--- Short problem ---
Set out the lines from the one containing "Find the orange glow" through the one containing "column 462, row 331", both included, as a JSON list of strings, one string per line and no entries for blank lines.

--- Data ---
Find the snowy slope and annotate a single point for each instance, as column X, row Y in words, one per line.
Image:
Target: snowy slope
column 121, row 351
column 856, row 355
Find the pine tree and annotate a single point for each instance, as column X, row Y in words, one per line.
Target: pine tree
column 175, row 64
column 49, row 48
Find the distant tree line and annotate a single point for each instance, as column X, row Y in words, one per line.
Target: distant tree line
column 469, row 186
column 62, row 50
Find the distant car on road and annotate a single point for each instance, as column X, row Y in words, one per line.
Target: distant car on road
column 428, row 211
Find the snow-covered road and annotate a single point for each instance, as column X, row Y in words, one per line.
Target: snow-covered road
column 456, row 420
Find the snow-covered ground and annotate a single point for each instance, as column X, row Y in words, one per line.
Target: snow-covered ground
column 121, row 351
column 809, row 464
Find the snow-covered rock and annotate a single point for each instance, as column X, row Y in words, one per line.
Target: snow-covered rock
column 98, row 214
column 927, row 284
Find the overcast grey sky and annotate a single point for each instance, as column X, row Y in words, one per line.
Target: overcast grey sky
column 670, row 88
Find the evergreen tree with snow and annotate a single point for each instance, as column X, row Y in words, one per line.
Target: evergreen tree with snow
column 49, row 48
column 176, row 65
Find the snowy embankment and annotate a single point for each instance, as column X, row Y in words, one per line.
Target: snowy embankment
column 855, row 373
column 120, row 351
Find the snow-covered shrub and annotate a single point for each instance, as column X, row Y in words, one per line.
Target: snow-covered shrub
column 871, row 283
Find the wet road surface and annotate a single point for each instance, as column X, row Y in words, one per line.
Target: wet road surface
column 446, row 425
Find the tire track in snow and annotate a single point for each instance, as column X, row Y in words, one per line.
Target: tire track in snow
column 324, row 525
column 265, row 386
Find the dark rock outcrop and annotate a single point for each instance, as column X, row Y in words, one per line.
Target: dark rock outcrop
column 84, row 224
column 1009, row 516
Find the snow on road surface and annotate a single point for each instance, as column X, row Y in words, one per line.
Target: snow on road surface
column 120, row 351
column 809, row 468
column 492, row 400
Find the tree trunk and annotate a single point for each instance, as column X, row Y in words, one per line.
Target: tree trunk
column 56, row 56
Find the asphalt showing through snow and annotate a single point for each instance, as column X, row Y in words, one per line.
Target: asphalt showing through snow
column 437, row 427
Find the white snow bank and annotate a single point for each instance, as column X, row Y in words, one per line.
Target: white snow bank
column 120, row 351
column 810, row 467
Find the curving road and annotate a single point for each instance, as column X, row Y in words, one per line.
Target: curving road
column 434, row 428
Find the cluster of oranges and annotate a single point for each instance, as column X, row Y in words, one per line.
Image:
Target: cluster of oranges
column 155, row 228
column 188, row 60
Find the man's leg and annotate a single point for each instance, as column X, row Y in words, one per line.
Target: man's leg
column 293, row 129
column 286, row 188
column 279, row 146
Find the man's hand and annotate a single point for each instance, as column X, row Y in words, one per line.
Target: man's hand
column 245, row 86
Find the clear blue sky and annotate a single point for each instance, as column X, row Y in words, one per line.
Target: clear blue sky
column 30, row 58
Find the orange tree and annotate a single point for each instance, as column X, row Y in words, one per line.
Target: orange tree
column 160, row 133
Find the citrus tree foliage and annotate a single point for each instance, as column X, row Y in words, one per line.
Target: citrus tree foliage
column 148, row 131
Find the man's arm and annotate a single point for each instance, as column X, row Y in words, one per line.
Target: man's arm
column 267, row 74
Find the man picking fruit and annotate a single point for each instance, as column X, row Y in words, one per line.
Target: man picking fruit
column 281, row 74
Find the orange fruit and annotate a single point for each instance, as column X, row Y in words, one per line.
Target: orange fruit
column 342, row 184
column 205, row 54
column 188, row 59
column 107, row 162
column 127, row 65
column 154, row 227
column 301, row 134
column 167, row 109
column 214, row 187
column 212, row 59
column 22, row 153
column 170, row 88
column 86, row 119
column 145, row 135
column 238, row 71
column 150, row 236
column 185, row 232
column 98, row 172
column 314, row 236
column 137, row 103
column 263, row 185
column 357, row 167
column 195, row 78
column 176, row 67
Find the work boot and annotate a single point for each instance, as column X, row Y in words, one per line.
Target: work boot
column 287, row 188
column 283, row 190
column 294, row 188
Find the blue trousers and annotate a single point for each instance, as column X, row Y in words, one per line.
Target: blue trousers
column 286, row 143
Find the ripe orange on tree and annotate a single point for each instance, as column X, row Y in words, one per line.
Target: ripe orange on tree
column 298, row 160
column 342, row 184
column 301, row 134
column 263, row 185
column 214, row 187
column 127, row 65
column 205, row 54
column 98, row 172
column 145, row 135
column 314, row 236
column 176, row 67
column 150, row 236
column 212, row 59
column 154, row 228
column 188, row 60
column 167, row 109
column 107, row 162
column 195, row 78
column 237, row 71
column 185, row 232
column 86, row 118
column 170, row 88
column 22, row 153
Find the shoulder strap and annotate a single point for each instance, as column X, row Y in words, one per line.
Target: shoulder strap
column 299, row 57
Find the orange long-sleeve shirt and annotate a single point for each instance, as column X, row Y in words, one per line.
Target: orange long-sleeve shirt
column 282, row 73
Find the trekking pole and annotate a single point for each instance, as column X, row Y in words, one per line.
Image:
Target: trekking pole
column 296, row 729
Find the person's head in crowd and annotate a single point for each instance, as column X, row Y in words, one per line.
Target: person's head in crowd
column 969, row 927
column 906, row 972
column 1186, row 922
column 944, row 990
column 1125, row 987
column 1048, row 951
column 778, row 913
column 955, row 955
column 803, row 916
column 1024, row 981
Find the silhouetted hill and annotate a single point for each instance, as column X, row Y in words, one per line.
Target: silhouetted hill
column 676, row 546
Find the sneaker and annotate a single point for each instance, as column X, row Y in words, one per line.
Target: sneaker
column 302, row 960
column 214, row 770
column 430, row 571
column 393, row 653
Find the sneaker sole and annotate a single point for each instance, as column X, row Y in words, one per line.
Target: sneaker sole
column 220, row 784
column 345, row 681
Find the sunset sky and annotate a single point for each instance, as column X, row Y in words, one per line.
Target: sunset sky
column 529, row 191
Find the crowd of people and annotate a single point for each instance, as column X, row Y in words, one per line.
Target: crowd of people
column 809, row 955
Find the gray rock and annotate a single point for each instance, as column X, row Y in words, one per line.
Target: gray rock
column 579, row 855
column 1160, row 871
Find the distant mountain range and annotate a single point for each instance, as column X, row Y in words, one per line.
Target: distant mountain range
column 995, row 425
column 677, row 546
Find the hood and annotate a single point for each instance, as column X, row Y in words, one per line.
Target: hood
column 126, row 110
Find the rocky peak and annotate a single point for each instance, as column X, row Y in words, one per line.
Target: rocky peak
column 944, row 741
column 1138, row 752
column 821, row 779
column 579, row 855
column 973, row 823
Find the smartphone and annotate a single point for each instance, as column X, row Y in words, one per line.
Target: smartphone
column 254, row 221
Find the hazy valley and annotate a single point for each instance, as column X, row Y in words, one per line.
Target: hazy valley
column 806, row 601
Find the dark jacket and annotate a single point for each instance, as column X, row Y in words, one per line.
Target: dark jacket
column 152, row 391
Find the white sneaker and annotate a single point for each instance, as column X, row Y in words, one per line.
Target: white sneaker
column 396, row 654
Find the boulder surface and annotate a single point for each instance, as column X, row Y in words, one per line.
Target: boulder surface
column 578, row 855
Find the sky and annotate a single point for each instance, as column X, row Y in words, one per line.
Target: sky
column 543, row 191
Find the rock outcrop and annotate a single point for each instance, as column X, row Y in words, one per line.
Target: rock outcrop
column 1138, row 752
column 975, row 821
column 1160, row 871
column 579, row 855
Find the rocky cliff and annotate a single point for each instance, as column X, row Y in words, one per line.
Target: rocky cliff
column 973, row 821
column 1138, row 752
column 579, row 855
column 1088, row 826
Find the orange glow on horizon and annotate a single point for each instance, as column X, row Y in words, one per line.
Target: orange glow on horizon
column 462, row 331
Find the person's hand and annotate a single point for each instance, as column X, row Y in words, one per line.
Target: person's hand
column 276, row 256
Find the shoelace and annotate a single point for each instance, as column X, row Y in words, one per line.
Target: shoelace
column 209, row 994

--- The result ---
[
  "Find the orange glow on horizon and annotate a single point for each instance, as column X, row Y in words, one per line.",
  "Target: orange glow on horizon",
  "column 462, row 331"
]